▼

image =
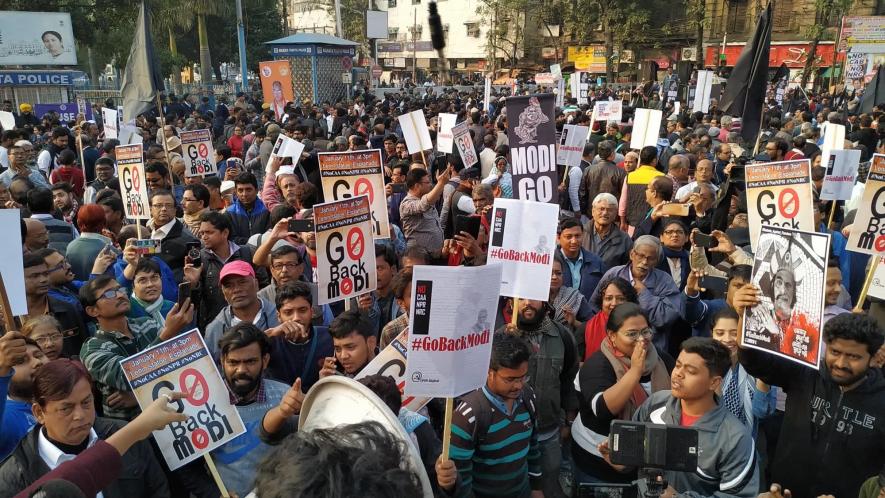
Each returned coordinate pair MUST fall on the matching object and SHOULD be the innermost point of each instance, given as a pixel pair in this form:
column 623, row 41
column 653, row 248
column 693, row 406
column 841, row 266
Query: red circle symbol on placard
column 356, row 243
column 194, row 385
column 200, row 438
column 136, row 180
column 364, row 187
column 346, row 286
column 788, row 203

▲

- _WORK REQUEST_
Drop the pictures, then write out everything else in the records exactly.

- _RESPONSE TO THE EXERCISE_
image =
Each returned coordinate pair MUST fall on the matching object and SHOULD be the innermost point of each instance, given as a pixel pair in this form:
column 623, row 41
column 653, row 248
column 693, row 406
column 841, row 266
Query: red circle symbol on placard
column 356, row 243
column 194, row 385
column 200, row 438
column 136, row 180
column 364, row 187
column 346, row 286
column 788, row 203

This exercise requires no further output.